Challenge
Find each of the lines below that contains the word "blue" and copy it out in full. Case counts.
======== Extracted entries
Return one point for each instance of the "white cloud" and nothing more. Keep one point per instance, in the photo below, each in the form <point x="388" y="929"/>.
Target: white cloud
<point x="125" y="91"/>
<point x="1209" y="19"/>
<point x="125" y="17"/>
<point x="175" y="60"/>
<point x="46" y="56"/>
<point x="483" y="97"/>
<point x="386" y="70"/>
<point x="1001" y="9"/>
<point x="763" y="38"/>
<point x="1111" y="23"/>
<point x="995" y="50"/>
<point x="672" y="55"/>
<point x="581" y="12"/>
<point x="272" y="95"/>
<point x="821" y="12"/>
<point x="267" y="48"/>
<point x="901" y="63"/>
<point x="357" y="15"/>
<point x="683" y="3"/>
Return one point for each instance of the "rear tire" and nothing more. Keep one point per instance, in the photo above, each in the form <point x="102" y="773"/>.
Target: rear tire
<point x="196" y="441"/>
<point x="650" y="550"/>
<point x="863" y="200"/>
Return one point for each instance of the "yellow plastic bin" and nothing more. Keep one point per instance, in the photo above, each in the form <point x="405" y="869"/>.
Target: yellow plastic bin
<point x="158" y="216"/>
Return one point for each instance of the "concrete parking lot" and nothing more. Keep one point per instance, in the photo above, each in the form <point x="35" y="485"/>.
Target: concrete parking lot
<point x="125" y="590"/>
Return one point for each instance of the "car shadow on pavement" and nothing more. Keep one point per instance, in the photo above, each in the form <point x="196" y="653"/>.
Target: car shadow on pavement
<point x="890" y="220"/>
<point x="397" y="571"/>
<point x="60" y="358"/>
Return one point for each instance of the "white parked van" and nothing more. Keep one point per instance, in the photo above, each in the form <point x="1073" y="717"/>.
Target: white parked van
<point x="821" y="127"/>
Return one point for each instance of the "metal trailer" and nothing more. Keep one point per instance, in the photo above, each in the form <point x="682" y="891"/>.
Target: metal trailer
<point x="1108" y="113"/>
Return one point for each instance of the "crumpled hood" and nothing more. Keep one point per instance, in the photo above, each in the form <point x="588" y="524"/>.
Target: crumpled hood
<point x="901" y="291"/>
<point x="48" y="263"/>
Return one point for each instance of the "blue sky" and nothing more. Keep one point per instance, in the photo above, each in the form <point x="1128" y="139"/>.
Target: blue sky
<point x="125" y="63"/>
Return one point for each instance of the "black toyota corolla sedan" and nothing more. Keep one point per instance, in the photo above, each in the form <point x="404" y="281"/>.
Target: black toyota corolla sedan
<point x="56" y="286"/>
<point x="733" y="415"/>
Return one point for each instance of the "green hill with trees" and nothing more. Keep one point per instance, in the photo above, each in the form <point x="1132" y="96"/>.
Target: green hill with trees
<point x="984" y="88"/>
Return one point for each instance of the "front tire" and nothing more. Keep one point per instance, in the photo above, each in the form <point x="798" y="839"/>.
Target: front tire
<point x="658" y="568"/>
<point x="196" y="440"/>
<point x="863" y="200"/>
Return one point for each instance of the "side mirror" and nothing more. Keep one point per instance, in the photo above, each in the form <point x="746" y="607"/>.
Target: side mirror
================
Problem solution
Return one point for each instance of the "blue sky" and nothing more. Keep one point per instance, in the photo above, each in the form <point x="1128" y="139"/>.
Target: blue sky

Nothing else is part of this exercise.